# SELECTION
###
# Trouble with reversing units.



## wizzkid32 (Jun 12, 2016)

Hi, have two Williams TCA 25th Anniversary GG1's. I have two because the first one I bought came with all of the wires cut and it included a Lionel E unit. I could not figure out how to wire it. I bought a second one the said it was already converted. When I received it, it had an electronic unit installed so it was no help. That one doesn't have enough power to pull one car. It has jumpers but I do not know what to do with them. Anyone have a simple illustration on the wiring that might help me. I also bought a K-line electronic reversing unit but when installed it has no pull power either. Don't know what to do with those jumpers as I cannot come up with instructions that may help me. Any help will be appreciated. Thanks


----------



## gunrunnerjohn (Nov 10, 2010)
###
# MATERIAL PROVIDED
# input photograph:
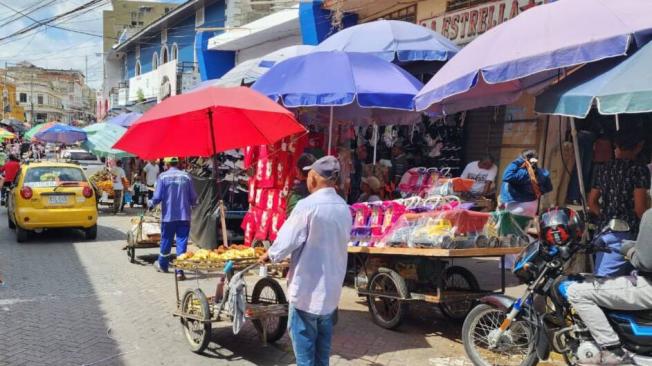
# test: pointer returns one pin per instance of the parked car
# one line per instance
(87, 161)
(50, 195)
###
# REQUESTS
#1 In the forum thread, rewrite the stretch from "## wizzkid32 (Jun" through "(Nov 10, 2010)", changing "jumpers" to "switches".
#2 According to the forum thread, what kind of reversing unit was included with the first GG1 that was bought?
Rely only on the forum thread for what follows.

# ANSWERS FOR THE TASKS
#1
## wizzkid32 (Jun 12, 2016)

Hi, have two Williams TCA 25th Anniversary GG1's. I have two because the first one I bought came with all of the wires cut and it included a Lionel E unit. I could not figure out how to wire it. I bought a second one the said it was already converted. When I received it, it had an electronic unit installed so it was no help. That one doesn't have enough power to pull one car. It has switches but I do not know what to do with them. Anyone have a simple illustration on the wiring that might help me. I also bought a K-line electronic reversing unit but when installed it has no pull power either. Don't know what to do with those switches as I cannot come up with instructions that may help me. Any help will be appreciated. Thanks


----------



## gunrunnerjohn (Nov 10, 2010)

#2 A Lionel E unit.